--- BEGIN ITEMS ---
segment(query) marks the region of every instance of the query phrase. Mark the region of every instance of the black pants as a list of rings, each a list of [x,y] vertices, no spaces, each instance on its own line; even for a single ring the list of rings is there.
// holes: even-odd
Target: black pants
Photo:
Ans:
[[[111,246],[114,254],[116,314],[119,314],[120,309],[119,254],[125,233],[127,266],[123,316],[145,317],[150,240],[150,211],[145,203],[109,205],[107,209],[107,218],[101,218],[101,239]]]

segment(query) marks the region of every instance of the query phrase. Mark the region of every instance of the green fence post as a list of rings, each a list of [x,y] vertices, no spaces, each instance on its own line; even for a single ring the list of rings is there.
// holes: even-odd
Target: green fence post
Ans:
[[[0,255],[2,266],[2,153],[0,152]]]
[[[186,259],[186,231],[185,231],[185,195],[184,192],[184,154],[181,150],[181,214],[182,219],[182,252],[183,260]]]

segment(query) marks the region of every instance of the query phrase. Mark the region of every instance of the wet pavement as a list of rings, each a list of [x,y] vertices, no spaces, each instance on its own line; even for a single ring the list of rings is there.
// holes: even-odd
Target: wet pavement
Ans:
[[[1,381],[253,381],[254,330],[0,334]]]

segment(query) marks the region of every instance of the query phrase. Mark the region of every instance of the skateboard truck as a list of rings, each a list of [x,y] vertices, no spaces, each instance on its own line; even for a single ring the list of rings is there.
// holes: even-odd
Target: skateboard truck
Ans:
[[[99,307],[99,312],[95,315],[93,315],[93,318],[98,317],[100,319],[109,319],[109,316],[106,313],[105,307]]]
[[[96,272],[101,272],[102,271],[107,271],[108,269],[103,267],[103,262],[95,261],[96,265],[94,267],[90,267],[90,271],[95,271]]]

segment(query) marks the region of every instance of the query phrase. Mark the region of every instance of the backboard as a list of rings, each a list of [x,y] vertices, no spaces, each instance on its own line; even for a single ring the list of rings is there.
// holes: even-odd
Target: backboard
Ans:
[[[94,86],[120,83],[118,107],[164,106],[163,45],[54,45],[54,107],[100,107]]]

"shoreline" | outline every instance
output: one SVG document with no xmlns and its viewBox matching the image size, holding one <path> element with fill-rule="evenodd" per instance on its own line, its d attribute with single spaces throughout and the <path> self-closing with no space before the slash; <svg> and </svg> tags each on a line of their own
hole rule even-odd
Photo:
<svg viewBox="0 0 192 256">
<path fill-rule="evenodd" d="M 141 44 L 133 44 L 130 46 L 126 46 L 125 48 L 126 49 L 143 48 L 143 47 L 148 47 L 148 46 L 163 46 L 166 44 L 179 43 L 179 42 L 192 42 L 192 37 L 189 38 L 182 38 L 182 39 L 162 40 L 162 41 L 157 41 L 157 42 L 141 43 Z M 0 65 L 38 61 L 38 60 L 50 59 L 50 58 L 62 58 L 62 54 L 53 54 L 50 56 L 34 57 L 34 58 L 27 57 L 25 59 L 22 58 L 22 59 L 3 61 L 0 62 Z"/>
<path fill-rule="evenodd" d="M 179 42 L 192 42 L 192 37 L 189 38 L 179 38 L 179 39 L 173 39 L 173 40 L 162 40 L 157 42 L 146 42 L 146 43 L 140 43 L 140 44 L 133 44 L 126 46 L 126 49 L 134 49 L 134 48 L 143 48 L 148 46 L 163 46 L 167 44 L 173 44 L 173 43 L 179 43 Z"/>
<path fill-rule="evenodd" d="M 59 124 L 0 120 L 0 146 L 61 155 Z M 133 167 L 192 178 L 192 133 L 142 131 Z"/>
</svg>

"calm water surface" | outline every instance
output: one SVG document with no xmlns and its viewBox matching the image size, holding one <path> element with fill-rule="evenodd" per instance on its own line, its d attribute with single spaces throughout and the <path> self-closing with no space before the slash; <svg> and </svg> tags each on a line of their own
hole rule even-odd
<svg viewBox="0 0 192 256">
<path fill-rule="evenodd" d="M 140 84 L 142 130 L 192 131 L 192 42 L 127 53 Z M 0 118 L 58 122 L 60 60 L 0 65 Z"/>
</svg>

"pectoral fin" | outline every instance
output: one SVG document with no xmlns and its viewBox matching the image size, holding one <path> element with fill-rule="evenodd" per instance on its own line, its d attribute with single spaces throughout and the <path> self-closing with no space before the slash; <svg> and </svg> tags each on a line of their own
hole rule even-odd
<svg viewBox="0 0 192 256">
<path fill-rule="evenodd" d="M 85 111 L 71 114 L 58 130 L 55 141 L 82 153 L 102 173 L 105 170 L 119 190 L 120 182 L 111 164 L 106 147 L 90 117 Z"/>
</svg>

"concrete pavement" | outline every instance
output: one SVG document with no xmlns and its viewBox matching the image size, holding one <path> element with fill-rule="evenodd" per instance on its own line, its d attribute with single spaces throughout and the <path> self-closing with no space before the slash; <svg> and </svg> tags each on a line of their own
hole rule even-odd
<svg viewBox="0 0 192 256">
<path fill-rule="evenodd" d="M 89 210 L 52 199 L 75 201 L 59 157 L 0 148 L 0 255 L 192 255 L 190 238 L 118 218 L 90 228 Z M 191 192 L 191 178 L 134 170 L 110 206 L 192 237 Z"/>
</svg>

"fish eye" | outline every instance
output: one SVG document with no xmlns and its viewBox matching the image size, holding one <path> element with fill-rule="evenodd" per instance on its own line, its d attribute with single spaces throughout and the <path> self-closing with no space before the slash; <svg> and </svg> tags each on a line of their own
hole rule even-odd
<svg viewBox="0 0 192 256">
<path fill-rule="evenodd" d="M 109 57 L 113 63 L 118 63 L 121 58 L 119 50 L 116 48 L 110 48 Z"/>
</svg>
--- END ITEMS ---
STATED PROBLEM →
State how many lines of the entries contain the string "skateboard", treating uppercase and lowercase as distinct. Give only the number.

SOLVED EXERCISE →
2